# PROBLEMS TO SOLVE:
1. Reproduce the stretch of the Bad Actor lawsuit article from "The Bad Actor" through "among other reasons.".
2. In the Bad Actor lawsuit article, what reason did DEQ give for dropping its enforcement case against Hecla and Baker?

Today, the Confederated Salish and Kootenai Tribes, Fort Belknap Indian Community, Ksanka Elders Advisory Committee, and several conservation organizations took legal action in State District Court to compel the Montana Department of Environmental Quality (DEQ) to fulfill its legal duty to enforce the “Bad Actor” law against Hecla Mining Co. and Hecla CEO Phillips S. Baker, Jr. Tribal leaders and conservationists are concerned about the devastation to the land and water from Baker’s former mining operations (the Zortman Landusky and Beal Mountain Mines) and the threat of proposed new mines.
“Good governance requires that laws be enforced, especially those that are designed to protect the public,” said Andrew Werk, Jr., President of the Fort Belknap Indian Community. “Our community members know all too well about the lasting legacy of mining pollution. This law is about protecting communities and ensuring that mining companies take responsibility for their actions, and we cannot emphasize strongly enough the importance of enforcing it.”
“The Cabinet Mountains hold an important position in the relationship between the Ksanka people and all of creation,” said Vernon Finley of the Ksanka Elders Advisory Committee and member of the Confederated Salish and Kootenai Tribes. “The “Bad Actor” law is the best way to hold people responsible for attempting to heal the wounds inflicted on nature. To simply free someone from their responsibility is to allow them to do it again and is unforgivable.”
The Bad Actor law was enacted in 2001 to prevent senior mining executives and companies from receiving a new permit to mine in Montana if they’ve failed to clean up past operations unless they reimburse the state for those cleanup costs.
DEQ filed a Bad Actor enforcement action against Hecla and Baker in March 2018. After the State District Court ruled that DEQ did indeed have jurisdiction over the Idaho-based company and Baker, DEQ announced it was dropping the case, citing the election of a new governor, among other reasons.
The tribes and conservation groups gave DEQ advance notice, and an opportunity to reinitiate enforcement before initiating today’s legal action.

# SUPPLIED DATA:

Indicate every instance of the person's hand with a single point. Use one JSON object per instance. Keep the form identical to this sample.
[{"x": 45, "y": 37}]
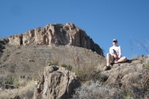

# SOLUTIONS TO THE TASKS:
1.
The Bad Actor law was enacted in 2001 to prevent senior mining executives and companies from receiving a new permit to mine in Montana if they’ve failed to clean up past operations unless they reimburse the state for those cleanup costs.
DEQ filed a Bad Actor enforcement action against Hecla and Baker in March 2018. After the State District Court ruled that DEQ did indeed have jurisdiction over the Idaho-based company and Baker, DEQ announced it was dropping the case, citing the election of a new governor, among other reasons.

2. DEQ cited the election of a new governor, among other reasons. It dropped the case after the State District Court ruled that DEQ had jurisdiction over the Idaho-based company and Baker.